**Work request**
Search the records below for "white" and copy every line it turns up in.

**Task material**
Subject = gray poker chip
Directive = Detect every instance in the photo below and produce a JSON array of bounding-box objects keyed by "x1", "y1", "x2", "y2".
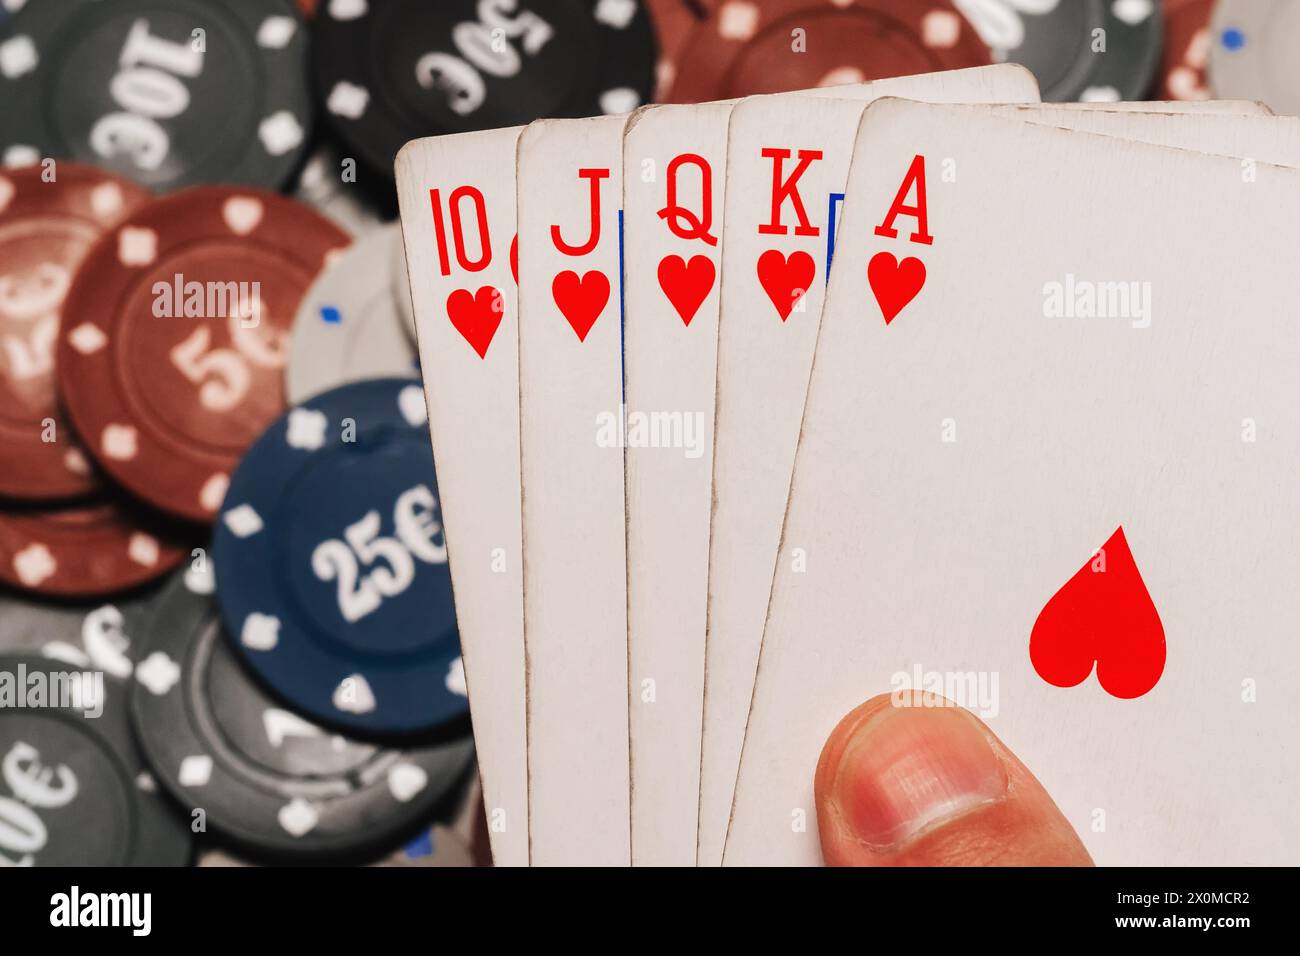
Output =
[
  {"x1": 1209, "y1": 0, "x2": 1300, "y2": 116},
  {"x1": 955, "y1": 0, "x2": 1162, "y2": 102},
  {"x1": 285, "y1": 224, "x2": 419, "y2": 403},
  {"x1": 0, "y1": 653, "x2": 193, "y2": 865},
  {"x1": 0, "y1": 0, "x2": 314, "y2": 191},
  {"x1": 293, "y1": 145, "x2": 392, "y2": 237},
  {"x1": 310, "y1": 0, "x2": 657, "y2": 182},
  {"x1": 128, "y1": 565, "x2": 476, "y2": 862},
  {"x1": 0, "y1": 589, "x2": 149, "y2": 678},
  {"x1": 196, "y1": 823, "x2": 476, "y2": 867}
]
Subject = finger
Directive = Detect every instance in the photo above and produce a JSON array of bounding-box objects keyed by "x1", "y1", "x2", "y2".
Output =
[{"x1": 814, "y1": 692, "x2": 1093, "y2": 866}]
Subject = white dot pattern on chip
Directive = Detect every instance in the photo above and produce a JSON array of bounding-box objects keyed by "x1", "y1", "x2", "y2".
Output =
[
  {"x1": 718, "y1": 2, "x2": 759, "y2": 42},
  {"x1": 333, "y1": 674, "x2": 377, "y2": 715},
  {"x1": 601, "y1": 86, "x2": 641, "y2": 115},
  {"x1": 67, "y1": 322, "x2": 108, "y2": 355},
  {"x1": 242, "y1": 613, "x2": 281, "y2": 652},
  {"x1": 199, "y1": 474, "x2": 229, "y2": 514},
  {"x1": 101, "y1": 423, "x2": 139, "y2": 462},
  {"x1": 90, "y1": 183, "x2": 127, "y2": 221},
  {"x1": 127, "y1": 533, "x2": 161, "y2": 568},
  {"x1": 223, "y1": 503, "x2": 265, "y2": 538},
  {"x1": 258, "y1": 15, "x2": 297, "y2": 48},
  {"x1": 118, "y1": 227, "x2": 158, "y2": 267},
  {"x1": 179, "y1": 754, "x2": 214, "y2": 787},
  {"x1": 287, "y1": 408, "x2": 329, "y2": 449},
  {"x1": 260, "y1": 111, "x2": 305, "y2": 157},
  {"x1": 14, "y1": 543, "x2": 56, "y2": 587},
  {"x1": 327, "y1": 82, "x2": 370, "y2": 121},
  {"x1": 279, "y1": 797, "x2": 320, "y2": 837},
  {"x1": 921, "y1": 10, "x2": 961, "y2": 49},
  {"x1": 0, "y1": 34, "x2": 38, "y2": 79}
]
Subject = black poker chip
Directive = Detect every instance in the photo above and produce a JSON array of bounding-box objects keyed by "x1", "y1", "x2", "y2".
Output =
[
  {"x1": 955, "y1": 0, "x2": 1162, "y2": 102},
  {"x1": 0, "y1": 653, "x2": 193, "y2": 865},
  {"x1": 312, "y1": 0, "x2": 657, "y2": 180},
  {"x1": 0, "y1": 585, "x2": 160, "y2": 677},
  {"x1": 128, "y1": 565, "x2": 476, "y2": 862},
  {"x1": 0, "y1": 0, "x2": 314, "y2": 191}
]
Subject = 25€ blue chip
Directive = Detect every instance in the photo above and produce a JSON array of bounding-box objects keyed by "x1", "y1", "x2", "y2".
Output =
[{"x1": 213, "y1": 378, "x2": 468, "y2": 736}]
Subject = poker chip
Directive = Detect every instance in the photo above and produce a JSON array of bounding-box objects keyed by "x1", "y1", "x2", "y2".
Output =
[
  {"x1": 293, "y1": 145, "x2": 393, "y2": 237},
  {"x1": 0, "y1": 0, "x2": 314, "y2": 192},
  {"x1": 663, "y1": 0, "x2": 991, "y2": 103},
  {"x1": 0, "y1": 163, "x2": 150, "y2": 502},
  {"x1": 1158, "y1": 0, "x2": 1214, "y2": 100},
  {"x1": 1209, "y1": 0, "x2": 1300, "y2": 115},
  {"x1": 130, "y1": 565, "x2": 476, "y2": 861},
  {"x1": 212, "y1": 379, "x2": 468, "y2": 737},
  {"x1": 955, "y1": 0, "x2": 1161, "y2": 102},
  {"x1": 646, "y1": 0, "x2": 708, "y2": 100},
  {"x1": 0, "y1": 654, "x2": 192, "y2": 865},
  {"x1": 0, "y1": 498, "x2": 190, "y2": 598},
  {"x1": 196, "y1": 824, "x2": 477, "y2": 867},
  {"x1": 286, "y1": 225, "x2": 418, "y2": 404},
  {"x1": 56, "y1": 186, "x2": 349, "y2": 524},
  {"x1": 0, "y1": 582, "x2": 162, "y2": 678},
  {"x1": 311, "y1": 0, "x2": 657, "y2": 180}
]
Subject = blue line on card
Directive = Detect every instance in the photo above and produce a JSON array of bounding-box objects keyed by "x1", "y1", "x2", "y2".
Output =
[
  {"x1": 619, "y1": 208, "x2": 626, "y2": 399},
  {"x1": 826, "y1": 192, "x2": 845, "y2": 280}
]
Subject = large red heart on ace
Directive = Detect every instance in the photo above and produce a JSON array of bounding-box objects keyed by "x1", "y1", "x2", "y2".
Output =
[
  {"x1": 867, "y1": 251, "x2": 926, "y2": 324},
  {"x1": 1029, "y1": 526, "x2": 1166, "y2": 699}
]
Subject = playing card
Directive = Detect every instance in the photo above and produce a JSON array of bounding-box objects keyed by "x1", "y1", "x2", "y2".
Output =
[
  {"x1": 394, "y1": 127, "x2": 527, "y2": 867},
  {"x1": 726, "y1": 99, "x2": 1300, "y2": 866},
  {"x1": 516, "y1": 115, "x2": 630, "y2": 866},
  {"x1": 998, "y1": 105, "x2": 1300, "y2": 161},
  {"x1": 1043, "y1": 99, "x2": 1271, "y2": 115},
  {"x1": 698, "y1": 64, "x2": 1041, "y2": 867}
]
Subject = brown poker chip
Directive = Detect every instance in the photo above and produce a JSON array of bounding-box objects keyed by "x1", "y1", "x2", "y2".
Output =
[
  {"x1": 0, "y1": 497, "x2": 190, "y2": 598},
  {"x1": 56, "y1": 186, "x2": 349, "y2": 523},
  {"x1": 1158, "y1": 0, "x2": 1214, "y2": 100},
  {"x1": 0, "y1": 163, "x2": 150, "y2": 502},
  {"x1": 662, "y1": 0, "x2": 992, "y2": 103}
]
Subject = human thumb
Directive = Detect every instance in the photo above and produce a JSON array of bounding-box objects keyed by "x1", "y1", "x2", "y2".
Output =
[{"x1": 814, "y1": 693, "x2": 1093, "y2": 866}]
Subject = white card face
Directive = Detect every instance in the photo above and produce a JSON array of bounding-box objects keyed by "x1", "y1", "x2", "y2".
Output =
[
  {"x1": 697, "y1": 64, "x2": 1040, "y2": 868},
  {"x1": 394, "y1": 127, "x2": 526, "y2": 867},
  {"x1": 516, "y1": 115, "x2": 629, "y2": 866},
  {"x1": 622, "y1": 99, "x2": 738, "y2": 868},
  {"x1": 727, "y1": 100, "x2": 1300, "y2": 866}
]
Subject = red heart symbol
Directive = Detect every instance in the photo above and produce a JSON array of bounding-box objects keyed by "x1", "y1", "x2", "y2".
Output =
[
  {"x1": 657, "y1": 254, "x2": 715, "y2": 326},
  {"x1": 552, "y1": 269, "x2": 610, "y2": 342},
  {"x1": 1029, "y1": 526, "x2": 1166, "y2": 699},
  {"x1": 867, "y1": 251, "x2": 926, "y2": 324},
  {"x1": 756, "y1": 249, "x2": 816, "y2": 322},
  {"x1": 446, "y1": 285, "x2": 503, "y2": 359}
]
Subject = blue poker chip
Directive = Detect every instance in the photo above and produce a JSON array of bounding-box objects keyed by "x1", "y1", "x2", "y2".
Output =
[{"x1": 213, "y1": 378, "x2": 468, "y2": 737}]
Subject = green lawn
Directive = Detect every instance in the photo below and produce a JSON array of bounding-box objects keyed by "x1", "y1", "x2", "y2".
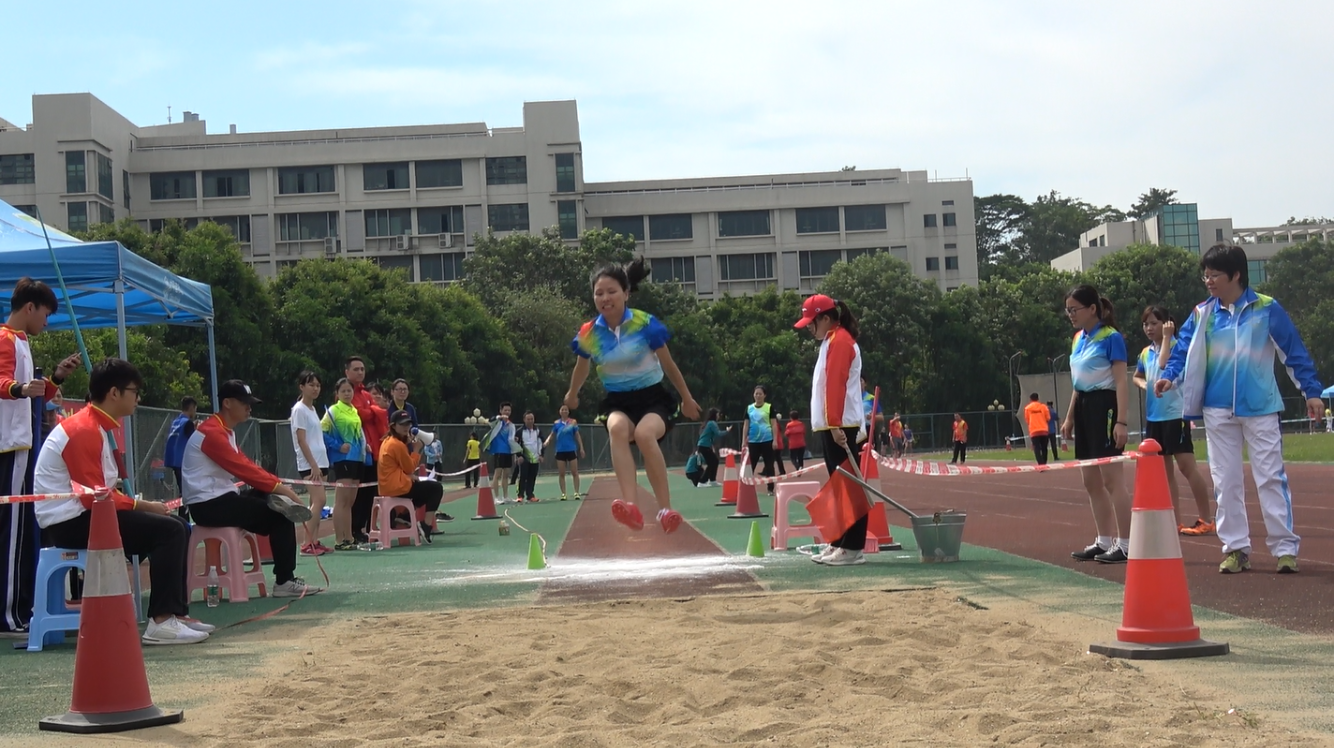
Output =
[{"x1": 952, "y1": 429, "x2": 1334, "y2": 463}]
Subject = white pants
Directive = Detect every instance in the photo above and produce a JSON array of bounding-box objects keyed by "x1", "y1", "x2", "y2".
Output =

**Solution for this task**
Subject = white dot pattern on chip
Subject = white card face
Subject = white pants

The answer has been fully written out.